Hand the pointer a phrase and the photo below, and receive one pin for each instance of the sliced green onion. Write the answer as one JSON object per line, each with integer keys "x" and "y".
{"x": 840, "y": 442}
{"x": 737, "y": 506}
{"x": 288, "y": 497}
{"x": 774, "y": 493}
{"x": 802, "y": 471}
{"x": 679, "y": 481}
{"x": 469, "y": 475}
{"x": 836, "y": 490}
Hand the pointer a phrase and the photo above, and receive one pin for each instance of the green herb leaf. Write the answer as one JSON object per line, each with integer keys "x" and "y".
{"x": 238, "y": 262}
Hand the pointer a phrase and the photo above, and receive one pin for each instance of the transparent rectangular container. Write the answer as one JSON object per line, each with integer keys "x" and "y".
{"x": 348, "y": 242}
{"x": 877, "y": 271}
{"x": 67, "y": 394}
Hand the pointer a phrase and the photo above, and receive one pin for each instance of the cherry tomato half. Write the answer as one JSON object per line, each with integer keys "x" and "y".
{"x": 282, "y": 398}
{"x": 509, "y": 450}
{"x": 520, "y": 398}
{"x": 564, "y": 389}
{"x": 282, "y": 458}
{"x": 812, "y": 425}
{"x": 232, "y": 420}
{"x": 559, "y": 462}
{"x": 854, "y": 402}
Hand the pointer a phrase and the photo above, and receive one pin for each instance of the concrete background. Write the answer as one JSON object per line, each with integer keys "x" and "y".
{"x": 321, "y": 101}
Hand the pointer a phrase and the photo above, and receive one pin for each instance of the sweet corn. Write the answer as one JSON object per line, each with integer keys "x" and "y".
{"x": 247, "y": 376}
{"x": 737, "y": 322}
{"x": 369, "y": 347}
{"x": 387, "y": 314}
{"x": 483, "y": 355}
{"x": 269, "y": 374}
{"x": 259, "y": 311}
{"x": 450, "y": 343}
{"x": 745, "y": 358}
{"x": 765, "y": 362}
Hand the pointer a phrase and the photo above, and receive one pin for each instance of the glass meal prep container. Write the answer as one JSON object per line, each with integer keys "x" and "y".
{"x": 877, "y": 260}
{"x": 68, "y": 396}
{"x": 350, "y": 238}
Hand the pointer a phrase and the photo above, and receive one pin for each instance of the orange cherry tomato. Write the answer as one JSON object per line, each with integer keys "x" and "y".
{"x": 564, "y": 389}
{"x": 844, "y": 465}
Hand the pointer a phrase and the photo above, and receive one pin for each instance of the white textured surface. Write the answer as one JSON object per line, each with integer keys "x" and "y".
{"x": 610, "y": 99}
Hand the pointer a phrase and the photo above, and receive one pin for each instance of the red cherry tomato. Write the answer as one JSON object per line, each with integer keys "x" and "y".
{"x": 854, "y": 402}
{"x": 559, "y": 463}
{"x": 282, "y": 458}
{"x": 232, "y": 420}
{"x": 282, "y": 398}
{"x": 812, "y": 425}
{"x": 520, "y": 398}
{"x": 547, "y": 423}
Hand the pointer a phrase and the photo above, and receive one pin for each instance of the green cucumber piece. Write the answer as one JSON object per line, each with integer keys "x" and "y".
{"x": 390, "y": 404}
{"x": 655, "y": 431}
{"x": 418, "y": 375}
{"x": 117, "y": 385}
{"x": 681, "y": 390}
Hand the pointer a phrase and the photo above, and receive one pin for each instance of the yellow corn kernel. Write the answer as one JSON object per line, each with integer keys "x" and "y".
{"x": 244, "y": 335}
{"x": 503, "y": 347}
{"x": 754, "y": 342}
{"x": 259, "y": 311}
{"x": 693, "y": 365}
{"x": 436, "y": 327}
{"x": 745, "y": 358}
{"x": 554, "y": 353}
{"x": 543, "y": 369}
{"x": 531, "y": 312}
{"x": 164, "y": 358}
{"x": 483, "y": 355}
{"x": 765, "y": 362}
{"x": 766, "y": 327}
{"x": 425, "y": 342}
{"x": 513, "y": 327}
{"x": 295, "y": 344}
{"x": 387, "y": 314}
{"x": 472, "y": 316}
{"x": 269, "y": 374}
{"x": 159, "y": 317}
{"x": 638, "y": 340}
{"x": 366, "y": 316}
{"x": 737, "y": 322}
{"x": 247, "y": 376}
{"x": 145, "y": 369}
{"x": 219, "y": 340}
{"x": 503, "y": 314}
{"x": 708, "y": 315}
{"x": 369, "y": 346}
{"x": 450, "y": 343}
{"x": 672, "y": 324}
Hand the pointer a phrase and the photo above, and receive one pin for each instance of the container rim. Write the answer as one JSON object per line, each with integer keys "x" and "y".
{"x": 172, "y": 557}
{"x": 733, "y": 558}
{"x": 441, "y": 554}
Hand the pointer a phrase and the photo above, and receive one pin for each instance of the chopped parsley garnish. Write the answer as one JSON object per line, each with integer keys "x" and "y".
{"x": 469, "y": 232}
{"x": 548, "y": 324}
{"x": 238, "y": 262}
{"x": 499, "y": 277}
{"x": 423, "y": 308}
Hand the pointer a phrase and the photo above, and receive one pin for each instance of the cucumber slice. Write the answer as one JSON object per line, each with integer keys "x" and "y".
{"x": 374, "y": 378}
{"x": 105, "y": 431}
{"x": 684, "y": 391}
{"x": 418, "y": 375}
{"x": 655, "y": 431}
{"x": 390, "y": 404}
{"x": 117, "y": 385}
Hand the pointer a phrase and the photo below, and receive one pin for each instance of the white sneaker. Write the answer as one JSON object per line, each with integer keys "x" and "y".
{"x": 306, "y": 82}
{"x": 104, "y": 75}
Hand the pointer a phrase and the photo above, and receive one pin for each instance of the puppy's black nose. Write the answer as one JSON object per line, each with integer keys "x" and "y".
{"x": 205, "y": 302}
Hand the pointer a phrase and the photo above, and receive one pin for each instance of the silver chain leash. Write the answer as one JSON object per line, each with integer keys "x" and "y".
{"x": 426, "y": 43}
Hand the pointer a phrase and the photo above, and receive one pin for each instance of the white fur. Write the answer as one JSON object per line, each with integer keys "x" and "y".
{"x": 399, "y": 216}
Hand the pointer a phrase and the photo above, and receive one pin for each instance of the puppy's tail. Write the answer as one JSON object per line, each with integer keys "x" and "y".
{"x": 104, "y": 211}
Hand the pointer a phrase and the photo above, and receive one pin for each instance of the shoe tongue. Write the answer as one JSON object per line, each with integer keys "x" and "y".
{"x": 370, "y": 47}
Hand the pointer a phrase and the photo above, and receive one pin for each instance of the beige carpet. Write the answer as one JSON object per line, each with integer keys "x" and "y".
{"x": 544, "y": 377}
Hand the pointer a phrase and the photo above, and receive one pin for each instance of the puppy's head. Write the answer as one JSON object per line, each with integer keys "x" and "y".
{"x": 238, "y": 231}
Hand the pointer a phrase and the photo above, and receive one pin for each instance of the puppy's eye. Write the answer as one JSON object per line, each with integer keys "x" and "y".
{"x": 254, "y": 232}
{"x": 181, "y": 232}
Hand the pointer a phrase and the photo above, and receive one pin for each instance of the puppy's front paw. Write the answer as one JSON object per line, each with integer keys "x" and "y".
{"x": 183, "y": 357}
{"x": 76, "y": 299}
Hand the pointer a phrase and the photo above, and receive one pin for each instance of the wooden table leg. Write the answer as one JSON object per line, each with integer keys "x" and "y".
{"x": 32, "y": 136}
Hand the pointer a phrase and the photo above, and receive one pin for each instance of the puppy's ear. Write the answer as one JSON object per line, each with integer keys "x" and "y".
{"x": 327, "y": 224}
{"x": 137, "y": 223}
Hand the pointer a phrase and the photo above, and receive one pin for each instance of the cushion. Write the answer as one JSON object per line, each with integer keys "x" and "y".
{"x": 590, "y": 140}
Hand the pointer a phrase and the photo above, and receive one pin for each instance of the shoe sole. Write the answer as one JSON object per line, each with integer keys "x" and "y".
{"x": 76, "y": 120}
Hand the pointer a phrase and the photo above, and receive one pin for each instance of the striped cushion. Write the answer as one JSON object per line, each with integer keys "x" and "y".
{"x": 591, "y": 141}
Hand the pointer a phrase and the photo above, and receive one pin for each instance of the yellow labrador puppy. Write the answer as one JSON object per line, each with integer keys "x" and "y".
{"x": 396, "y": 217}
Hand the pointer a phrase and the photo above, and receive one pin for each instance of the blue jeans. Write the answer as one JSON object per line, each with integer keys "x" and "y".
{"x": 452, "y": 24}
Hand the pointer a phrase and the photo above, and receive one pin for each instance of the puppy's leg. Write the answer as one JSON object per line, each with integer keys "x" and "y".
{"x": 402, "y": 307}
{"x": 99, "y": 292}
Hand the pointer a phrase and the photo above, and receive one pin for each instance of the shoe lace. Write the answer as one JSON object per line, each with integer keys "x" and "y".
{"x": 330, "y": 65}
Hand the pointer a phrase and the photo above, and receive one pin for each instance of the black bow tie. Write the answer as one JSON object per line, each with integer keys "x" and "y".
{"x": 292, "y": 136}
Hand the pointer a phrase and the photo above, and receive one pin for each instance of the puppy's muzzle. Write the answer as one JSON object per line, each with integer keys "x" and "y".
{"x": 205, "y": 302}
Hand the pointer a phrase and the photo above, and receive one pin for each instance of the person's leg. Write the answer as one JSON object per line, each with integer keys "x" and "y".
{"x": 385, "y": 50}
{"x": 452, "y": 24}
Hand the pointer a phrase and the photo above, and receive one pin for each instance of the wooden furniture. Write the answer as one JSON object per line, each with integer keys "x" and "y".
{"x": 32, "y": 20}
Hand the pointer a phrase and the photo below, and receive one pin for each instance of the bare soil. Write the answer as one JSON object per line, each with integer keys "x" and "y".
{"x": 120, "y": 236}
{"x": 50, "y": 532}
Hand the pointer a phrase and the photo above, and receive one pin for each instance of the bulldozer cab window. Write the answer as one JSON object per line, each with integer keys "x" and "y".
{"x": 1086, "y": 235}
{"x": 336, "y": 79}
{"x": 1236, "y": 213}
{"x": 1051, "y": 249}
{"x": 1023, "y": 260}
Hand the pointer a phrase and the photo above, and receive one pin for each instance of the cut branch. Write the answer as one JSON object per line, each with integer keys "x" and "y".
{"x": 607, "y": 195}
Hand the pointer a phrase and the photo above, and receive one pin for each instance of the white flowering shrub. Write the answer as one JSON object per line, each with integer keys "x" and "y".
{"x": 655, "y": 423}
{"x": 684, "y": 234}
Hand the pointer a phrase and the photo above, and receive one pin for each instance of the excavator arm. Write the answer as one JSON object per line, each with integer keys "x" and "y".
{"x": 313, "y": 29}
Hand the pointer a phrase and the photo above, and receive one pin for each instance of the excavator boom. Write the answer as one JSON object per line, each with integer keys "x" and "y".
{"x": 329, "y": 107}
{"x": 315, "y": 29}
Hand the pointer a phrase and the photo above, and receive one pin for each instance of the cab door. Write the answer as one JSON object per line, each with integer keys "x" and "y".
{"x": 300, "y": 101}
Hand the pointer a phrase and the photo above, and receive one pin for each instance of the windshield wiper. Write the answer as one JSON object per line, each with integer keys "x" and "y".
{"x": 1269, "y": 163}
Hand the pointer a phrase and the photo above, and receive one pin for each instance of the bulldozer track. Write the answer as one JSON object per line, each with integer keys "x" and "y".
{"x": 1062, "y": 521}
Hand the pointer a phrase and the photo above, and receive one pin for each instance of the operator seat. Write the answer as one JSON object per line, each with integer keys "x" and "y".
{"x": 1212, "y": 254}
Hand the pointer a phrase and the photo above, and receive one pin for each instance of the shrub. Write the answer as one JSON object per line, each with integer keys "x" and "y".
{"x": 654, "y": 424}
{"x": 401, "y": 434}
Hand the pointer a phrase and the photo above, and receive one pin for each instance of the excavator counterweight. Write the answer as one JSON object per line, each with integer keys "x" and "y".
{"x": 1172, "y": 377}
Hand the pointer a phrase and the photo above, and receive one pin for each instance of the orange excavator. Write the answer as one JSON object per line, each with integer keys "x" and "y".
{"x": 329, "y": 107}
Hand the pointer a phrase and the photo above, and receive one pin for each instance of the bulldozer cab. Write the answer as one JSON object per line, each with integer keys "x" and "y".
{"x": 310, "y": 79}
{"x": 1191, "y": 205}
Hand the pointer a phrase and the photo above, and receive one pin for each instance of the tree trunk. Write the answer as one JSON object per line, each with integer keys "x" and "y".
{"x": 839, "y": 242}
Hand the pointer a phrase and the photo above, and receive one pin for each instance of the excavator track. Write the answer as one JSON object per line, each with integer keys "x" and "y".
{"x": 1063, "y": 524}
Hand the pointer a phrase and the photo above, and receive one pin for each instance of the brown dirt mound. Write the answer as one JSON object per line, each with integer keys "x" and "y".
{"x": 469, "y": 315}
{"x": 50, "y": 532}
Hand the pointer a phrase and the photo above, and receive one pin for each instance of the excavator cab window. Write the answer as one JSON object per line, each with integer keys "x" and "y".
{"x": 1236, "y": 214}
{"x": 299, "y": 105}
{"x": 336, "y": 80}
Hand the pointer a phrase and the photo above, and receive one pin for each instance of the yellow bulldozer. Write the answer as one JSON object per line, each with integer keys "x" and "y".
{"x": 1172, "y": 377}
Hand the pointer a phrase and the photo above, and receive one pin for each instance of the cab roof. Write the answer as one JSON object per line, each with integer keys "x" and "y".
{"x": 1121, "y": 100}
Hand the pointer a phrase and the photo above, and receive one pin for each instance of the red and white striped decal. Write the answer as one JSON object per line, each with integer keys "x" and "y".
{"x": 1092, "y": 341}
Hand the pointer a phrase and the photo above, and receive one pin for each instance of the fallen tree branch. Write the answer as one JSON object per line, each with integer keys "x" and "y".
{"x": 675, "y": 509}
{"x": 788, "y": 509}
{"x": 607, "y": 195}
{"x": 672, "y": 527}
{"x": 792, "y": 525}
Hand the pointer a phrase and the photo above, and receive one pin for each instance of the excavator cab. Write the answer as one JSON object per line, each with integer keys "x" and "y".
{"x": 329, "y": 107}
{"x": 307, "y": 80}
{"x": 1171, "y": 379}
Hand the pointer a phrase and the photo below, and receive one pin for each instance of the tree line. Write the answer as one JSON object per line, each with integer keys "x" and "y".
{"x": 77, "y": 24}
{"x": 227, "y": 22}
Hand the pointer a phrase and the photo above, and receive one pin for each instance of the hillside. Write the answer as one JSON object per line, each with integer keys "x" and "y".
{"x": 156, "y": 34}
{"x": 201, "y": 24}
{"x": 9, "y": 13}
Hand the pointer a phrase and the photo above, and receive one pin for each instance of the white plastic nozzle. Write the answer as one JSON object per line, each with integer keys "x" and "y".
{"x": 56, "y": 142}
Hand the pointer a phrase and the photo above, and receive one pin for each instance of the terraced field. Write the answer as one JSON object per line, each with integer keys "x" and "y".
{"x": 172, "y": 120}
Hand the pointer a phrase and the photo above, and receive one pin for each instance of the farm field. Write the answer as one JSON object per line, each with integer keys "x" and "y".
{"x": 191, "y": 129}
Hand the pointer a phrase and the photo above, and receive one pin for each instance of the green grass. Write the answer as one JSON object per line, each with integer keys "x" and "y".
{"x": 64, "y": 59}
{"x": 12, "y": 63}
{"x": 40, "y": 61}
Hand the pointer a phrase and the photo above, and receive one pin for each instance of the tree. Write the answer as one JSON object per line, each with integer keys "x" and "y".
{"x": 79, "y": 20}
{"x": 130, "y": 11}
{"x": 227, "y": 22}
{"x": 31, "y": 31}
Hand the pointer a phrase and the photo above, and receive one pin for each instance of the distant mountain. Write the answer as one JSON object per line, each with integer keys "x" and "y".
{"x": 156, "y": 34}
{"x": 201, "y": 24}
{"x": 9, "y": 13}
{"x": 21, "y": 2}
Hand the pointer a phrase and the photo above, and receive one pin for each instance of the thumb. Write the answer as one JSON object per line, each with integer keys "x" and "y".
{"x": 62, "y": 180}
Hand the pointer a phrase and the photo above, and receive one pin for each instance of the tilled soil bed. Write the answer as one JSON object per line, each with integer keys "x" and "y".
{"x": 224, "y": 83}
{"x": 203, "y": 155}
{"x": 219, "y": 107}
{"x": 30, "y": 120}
::::
* GOAL *
The lines to quote run from the one containing "of the distant" through the final line of the material above; please give them exactly, both ends included, and nothing else.

* COMPLETED TASK *
Hand the pointer a phrase and the photo above, and receive one pin for each instance of the distant mountain. Write the answer as one JSON object per line, each with integer keys "x" and "y".
{"x": 156, "y": 34}
{"x": 201, "y": 24}
{"x": 9, "y": 13}
{"x": 21, "y": 2}
Hand the pointer a phrase and the photo above, and receive one pin for each instance of the thumb. Write the answer as one JSON object per line, each with integer keys "x" and "y".
{"x": 62, "y": 180}
Hand the pointer a phrase and the photo above, and receive one pin for each instance of the tilled soil bed. Write the answer as one JSON object per line, each with integer keys "x" and "y".
{"x": 224, "y": 83}
{"x": 203, "y": 155}
{"x": 219, "y": 107}
{"x": 30, "y": 120}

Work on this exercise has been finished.